Goal: Please print every line from the one containing "Would you be able to pin the fresh fruit" through the last line of the records below, exactly as written and nothing more.

Data provided:
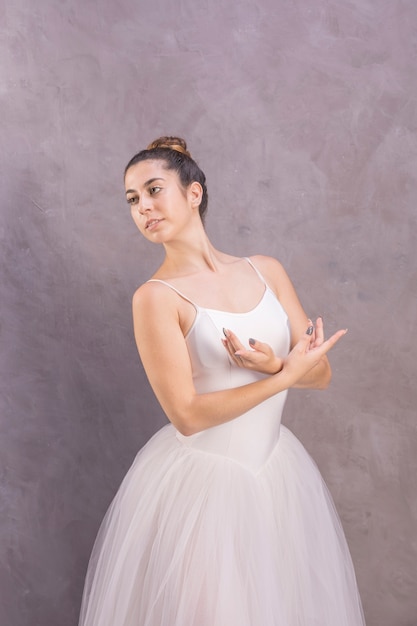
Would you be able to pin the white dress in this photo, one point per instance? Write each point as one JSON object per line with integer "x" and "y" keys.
{"x": 232, "y": 526}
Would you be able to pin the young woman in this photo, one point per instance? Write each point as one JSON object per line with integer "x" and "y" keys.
{"x": 223, "y": 519}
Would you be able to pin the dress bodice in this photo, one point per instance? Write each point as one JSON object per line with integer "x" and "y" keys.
{"x": 250, "y": 438}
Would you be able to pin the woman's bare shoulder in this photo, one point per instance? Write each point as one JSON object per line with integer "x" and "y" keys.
{"x": 268, "y": 266}
{"x": 153, "y": 294}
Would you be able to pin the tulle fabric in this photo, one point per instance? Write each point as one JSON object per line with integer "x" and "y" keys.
{"x": 194, "y": 538}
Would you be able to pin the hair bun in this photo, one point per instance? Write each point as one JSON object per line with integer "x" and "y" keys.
{"x": 172, "y": 143}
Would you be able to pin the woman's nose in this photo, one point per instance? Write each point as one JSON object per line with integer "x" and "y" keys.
{"x": 145, "y": 204}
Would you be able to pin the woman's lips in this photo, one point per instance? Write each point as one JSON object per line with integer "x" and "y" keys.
{"x": 150, "y": 224}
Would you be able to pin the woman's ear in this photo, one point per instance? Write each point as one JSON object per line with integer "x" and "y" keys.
{"x": 196, "y": 193}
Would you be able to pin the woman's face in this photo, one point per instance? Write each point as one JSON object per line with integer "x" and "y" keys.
{"x": 160, "y": 206}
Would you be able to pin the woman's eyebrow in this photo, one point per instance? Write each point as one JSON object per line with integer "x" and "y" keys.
{"x": 148, "y": 182}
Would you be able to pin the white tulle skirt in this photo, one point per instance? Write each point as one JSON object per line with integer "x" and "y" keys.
{"x": 196, "y": 539}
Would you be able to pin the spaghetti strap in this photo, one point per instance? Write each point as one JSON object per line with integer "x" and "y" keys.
{"x": 158, "y": 280}
{"x": 257, "y": 271}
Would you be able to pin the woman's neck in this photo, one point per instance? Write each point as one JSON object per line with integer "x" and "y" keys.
{"x": 190, "y": 255}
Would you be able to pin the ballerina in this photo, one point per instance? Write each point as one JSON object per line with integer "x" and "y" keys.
{"x": 223, "y": 518}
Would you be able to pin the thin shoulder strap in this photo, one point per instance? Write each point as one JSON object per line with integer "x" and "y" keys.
{"x": 257, "y": 271}
{"x": 158, "y": 280}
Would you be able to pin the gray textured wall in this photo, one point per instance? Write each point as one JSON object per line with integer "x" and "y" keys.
{"x": 303, "y": 114}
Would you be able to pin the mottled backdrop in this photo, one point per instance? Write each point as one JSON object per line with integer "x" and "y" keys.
{"x": 303, "y": 114}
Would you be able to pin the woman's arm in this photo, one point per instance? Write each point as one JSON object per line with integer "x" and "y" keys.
{"x": 165, "y": 357}
{"x": 261, "y": 357}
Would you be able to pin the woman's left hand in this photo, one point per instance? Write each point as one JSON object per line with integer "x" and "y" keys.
{"x": 260, "y": 357}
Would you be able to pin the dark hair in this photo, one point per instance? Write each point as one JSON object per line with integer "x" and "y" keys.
{"x": 173, "y": 151}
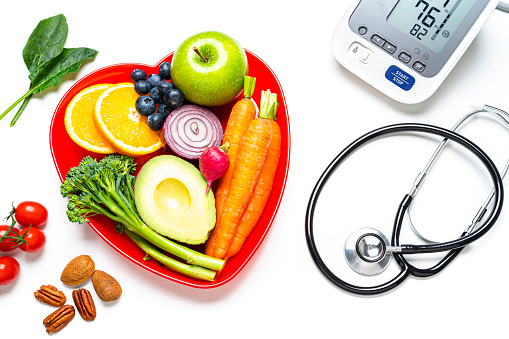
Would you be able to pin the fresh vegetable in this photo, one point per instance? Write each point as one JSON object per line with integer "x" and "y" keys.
{"x": 242, "y": 113}
{"x": 191, "y": 129}
{"x": 251, "y": 156}
{"x": 31, "y": 213}
{"x": 9, "y": 242}
{"x": 9, "y": 270}
{"x": 35, "y": 239}
{"x": 46, "y": 59}
{"x": 263, "y": 187}
{"x": 214, "y": 163}
{"x": 165, "y": 70}
{"x": 107, "y": 188}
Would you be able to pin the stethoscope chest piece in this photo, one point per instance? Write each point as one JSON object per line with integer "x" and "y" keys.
{"x": 366, "y": 251}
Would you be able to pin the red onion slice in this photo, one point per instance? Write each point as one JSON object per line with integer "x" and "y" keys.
{"x": 191, "y": 129}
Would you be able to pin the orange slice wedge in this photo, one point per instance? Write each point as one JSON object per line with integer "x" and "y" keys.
{"x": 126, "y": 130}
{"x": 79, "y": 120}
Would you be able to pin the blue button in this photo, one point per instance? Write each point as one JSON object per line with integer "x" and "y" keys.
{"x": 400, "y": 78}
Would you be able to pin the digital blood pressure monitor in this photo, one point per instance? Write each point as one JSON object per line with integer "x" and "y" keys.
{"x": 406, "y": 48}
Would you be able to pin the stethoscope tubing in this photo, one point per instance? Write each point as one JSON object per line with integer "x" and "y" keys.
{"x": 454, "y": 246}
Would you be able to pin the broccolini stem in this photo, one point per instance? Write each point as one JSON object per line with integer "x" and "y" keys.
{"x": 190, "y": 270}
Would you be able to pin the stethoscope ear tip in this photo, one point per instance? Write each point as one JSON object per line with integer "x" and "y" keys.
{"x": 366, "y": 251}
{"x": 477, "y": 105}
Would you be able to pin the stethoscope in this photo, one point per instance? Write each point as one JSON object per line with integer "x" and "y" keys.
{"x": 368, "y": 251}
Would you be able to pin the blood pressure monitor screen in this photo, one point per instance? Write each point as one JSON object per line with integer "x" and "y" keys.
{"x": 431, "y": 22}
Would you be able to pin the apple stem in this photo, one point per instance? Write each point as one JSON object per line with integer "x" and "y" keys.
{"x": 205, "y": 59}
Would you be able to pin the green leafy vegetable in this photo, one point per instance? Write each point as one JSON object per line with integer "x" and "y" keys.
{"x": 47, "y": 60}
{"x": 107, "y": 188}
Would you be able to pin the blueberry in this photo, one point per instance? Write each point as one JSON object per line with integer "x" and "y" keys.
{"x": 174, "y": 98}
{"x": 165, "y": 70}
{"x": 155, "y": 95}
{"x": 155, "y": 121}
{"x": 164, "y": 86}
{"x": 164, "y": 110}
{"x": 142, "y": 87}
{"x": 153, "y": 80}
{"x": 145, "y": 105}
{"x": 138, "y": 74}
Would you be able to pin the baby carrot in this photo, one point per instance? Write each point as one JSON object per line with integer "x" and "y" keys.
{"x": 251, "y": 156}
{"x": 242, "y": 113}
{"x": 265, "y": 181}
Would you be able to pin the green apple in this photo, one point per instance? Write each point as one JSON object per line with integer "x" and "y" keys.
{"x": 209, "y": 68}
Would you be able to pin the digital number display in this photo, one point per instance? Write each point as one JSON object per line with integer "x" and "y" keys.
{"x": 431, "y": 22}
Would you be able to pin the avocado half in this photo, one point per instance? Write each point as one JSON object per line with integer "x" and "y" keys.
{"x": 170, "y": 197}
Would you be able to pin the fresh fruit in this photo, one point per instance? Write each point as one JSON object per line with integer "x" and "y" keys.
{"x": 165, "y": 70}
{"x": 35, "y": 239}
{"x": 106, "y": 287}
{"x": 116, "y": 117}
{"x": 155, "y": 121}
{"x": 142, "y": 87}
{"x": 31, "y": 213}
{"x": 9, "y": 270}
{"x": 79, "y": 121}
{"x": 145, "y": 105}
{"x": 154, "y": 79}
{"x": 174, "y": 98}
{"x": 209, "y": 68}
{"x": 138, "y": 74}
{"x": 8, "y": 244}
{"x": 164, "y": 86}
{"x": 169, "y": 196}
{"x": 214, "y": 163}
{"x": 156, "y": 95}
{"x": 78, "y": 270}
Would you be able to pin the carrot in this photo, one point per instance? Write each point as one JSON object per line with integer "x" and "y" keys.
{"x": 263, "y": 187}
{"x": 251, "y": 156}
{"x": 242, "y": 113}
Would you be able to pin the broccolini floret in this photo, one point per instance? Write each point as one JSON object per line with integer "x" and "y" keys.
{"x": 107, "y": 187}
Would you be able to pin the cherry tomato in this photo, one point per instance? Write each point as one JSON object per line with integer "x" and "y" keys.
{"x": 8, "y": 245}
{"x": 9, "y": 270}
{"x": 35, "y": 239}
{"x": 31, "y": 213}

Worked answer:
Would you be able to pin the fresh fruit in this photo, one point per instance? Write each point as one JSON object per line with integer "x" and "y" keys.
{"x": 165, "y": 70}
{"x": 35, "y": 239}
{"x": 106, "y": 287}
{"x": 116, "y": 117}
{"x": 155, "y": 121}
{"x": 142, "y": 87}
{"x": 31, "y": 213}
{"x": 9, "y": 270}
{"x": 79, "y": 121}
{"x": 145, "y": 105}
{"x": 154, "y": 79}
{"x": 174, "y": 98}
{"x": 209, "y": 68}
{"x": 138, "y": 74}
{"x": 8, "y": 244}
{"x": 164, "y": 86}
{"x": 169, "y": 196}
{"x": 214, "y": 163}
{"x": 156, "y": 95}
{"x": 78, "y": 270}
Would you be able to pin the carrot in this photo, one point per instance? Write each point as one JSON object per line with integer "x" and "y" keys.
{"x": 263, "y": 187}
{"x": 251, "y": 156}
{"x": 242, "y": 113}
Would you be able to pin the broccolini floret in this photo, one point per instance? Write each point as one JSON object per line with integer "x" and "y" keys.
{"x": 107, "y": 187}
Would you be able to pin the cherry tomato in this photo, one point per instance? Write each point as one JSON object per line with integer "x" and "y" keys.
{"x": 8, "y": 245}
{"x": 9, "y": 270}
{"x": 35, "y": 239}
{"x": 31, "y": 213}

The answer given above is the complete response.